To the hard-core cycling fan, the face that appeared one day in Hendry Cycles in Ocean Grove, south of Geelong, would have looked familiar. But most of the customers in the shop that day three-and-a-half years ago were families and novice cyclists who wouldn’t have recognised Lance Armstrong if he’d walked in decked out in his Discovery Channel outfit and wearing a yellow jersey.

The face, in fact, belonged to Cadel Evans, who had just moved into the neighbouring town of Barwon Heads and was looking for a regular cycling group to join.

The same Cadel Evans who was Australia’s leading mountain biker as a junior and now lies in second place in cycling’s greatest race, the Tour de France, after the sensational sacking overnight of race leader Michael Rasmussen by his own Rabobank team for lying.

The Australian now trails new leader, Spaniard Alberto Contador, by less than two minutes.

Evans geared up for this year’s race, and the past three, by riding along the beach road between Barwon Heads and Anglesea and Airey’s Inlet with a group of social riders from Hendry’s.

When, one by one, they invariably peel off, exhausted, Evans powers on around the coast, often on round trips of more than 150 or 200kms, leaving the bedraggled riders to find their way home.

In one of those early sessions, a local 17-year-old boy, who fancied himself as a young Armstrong in the making, tailed in Evans’ slipstream as they battled into a strong westerly wind. He enjoyed having the older man doing all the hard work into the gale.

The trouble was, he hadn’t been told who the older man was. The boy bravely stayed behind Evans until, at Anglesea, he realised he had gone past the point of no return. His legs reduced to jelly, he had to ring up his mum and ask her to pick him up.

But the beach road is hardly ideal Tour de France terrain because it’s so flat. Evans’ hill training is done behind Lorne, at the foothills of the Otway Ranges, where he does multiple climbs up a 15-kilometre route through the hills.

On Sundays, he really gets social, pedalling around at a snail’s pace with a group of blokes aged between 18 and 60. There’s a therapist with the Australian Ballet Company, the holiday home repair guy, the local solicitor, the chief of the Barwon Coast committee and many other sizes and shapes in between.

They will then stop at a café in Barwon Heads and have a coffee, the unassuming Evans blending in just like any other regular guy. Warmed up by this very light session, he’ll then head out for his main training later in the day.

This is how Australia’s greatest hope in a Tour de France trains and lives his life in between those helter-skelter months when he is cycling in the European summer with his Predictor Lotto team.

The manager of Hendry Cycles, Steven Draper, actually raced against Evans as a junior cross-country mountain biker and was as surprised as anyone when he saw Evans walk into his shop. He was the one person who did recognise him and soon helped set Evans up with the local riding group.

Required action A ▸
According to the Cadel Evans article, who manages Hendry Cycles?
Required action B ▸
List every member of Evans' Sunday riding group that the Cadel Evans article identifies by job or role.

Record excerpts ▸
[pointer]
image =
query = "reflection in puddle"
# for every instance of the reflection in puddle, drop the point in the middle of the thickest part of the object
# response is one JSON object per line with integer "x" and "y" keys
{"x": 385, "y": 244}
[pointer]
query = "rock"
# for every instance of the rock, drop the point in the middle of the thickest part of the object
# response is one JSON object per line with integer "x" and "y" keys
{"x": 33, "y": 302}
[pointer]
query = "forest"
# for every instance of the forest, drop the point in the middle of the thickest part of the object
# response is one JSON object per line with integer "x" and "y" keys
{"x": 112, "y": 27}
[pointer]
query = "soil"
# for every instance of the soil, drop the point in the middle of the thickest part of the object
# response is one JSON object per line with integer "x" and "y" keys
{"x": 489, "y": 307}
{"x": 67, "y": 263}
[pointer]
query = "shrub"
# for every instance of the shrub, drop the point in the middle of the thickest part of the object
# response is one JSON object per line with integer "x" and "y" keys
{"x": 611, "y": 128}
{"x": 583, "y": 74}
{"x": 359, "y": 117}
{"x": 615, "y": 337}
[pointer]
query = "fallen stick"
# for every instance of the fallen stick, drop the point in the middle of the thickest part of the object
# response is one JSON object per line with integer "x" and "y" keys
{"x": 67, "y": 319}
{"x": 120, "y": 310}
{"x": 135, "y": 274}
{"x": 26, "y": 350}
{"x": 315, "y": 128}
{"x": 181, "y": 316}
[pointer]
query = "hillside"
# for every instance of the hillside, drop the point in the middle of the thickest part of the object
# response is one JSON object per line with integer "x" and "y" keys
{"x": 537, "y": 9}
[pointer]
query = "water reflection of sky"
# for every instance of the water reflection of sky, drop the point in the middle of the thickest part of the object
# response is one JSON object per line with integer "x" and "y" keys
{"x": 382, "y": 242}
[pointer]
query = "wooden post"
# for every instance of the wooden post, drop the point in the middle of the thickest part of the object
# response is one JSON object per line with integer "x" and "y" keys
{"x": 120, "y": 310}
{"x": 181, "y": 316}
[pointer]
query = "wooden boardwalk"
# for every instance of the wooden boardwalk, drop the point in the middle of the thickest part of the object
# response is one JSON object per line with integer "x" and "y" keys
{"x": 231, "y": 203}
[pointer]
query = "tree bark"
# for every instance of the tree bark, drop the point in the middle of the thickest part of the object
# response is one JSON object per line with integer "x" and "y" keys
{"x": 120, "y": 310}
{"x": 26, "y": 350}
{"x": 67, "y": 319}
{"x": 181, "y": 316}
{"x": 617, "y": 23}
* * *
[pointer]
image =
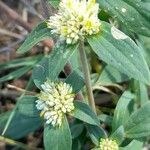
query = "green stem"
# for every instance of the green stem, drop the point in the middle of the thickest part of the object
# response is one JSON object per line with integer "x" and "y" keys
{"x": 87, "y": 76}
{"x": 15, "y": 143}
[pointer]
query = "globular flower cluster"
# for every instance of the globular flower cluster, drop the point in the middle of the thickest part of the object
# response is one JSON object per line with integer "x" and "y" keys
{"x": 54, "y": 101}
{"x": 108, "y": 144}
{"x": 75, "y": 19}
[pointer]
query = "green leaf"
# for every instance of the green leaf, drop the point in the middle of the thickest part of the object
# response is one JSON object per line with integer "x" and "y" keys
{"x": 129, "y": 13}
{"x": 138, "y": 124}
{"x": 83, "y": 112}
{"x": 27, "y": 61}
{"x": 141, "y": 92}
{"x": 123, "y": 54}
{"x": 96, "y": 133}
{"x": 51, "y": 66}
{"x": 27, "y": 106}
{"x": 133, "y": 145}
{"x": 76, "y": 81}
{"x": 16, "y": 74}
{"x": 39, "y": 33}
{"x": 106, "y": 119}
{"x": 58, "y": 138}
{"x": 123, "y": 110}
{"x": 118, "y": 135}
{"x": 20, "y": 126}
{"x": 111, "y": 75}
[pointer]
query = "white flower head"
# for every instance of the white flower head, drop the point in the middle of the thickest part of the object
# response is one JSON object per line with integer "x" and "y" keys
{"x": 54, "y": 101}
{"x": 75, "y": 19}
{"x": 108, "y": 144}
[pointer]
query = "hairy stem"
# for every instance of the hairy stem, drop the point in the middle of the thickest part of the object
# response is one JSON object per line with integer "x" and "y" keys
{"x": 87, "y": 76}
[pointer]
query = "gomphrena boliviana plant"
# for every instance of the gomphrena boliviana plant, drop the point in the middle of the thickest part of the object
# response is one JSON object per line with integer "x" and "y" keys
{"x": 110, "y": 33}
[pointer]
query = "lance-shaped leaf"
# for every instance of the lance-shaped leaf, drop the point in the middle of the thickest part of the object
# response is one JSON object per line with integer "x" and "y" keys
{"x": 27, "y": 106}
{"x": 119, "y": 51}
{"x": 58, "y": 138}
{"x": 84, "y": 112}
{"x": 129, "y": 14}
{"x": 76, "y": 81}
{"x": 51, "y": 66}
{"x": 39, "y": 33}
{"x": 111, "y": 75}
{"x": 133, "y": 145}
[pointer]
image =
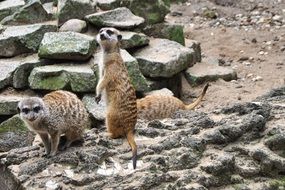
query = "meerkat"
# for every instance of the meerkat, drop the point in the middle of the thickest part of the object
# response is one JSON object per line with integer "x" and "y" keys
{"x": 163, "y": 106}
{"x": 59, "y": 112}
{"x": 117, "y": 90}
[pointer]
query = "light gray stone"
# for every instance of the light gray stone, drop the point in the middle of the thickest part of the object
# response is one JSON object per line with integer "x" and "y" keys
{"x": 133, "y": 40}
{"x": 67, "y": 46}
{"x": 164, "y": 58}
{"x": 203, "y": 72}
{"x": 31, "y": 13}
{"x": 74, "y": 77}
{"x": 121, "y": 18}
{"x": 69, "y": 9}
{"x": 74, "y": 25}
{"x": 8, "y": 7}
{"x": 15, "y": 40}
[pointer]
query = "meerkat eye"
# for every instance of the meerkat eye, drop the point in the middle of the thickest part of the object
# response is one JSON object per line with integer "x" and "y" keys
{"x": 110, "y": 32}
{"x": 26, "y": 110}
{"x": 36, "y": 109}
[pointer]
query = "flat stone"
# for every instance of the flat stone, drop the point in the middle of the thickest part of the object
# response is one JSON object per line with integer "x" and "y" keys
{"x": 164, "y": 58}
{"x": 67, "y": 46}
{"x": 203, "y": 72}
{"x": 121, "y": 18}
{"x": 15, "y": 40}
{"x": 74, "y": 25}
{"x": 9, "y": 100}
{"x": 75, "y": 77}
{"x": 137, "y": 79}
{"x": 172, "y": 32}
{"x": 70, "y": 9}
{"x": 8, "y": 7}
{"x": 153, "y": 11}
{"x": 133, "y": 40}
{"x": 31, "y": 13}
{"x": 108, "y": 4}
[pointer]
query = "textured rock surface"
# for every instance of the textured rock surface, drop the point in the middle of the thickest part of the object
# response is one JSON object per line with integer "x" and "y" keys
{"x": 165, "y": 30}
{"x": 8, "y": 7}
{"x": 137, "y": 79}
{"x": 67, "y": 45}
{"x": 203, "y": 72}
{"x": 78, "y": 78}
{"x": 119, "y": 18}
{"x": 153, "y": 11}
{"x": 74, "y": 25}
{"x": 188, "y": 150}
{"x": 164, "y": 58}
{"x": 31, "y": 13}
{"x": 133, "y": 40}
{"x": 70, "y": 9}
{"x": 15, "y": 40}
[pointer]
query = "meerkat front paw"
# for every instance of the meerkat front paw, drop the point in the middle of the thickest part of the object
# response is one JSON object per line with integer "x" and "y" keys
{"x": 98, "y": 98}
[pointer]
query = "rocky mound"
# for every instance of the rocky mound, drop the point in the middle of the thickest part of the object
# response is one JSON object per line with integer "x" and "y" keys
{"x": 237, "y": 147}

Exercise response A ▸
Steven Draper

Exercise response B ▸
- A therapist with the Australian Ballet Company
- The holiday home repair guy
- The local solicitor
- The chief of the Barwon Coast committee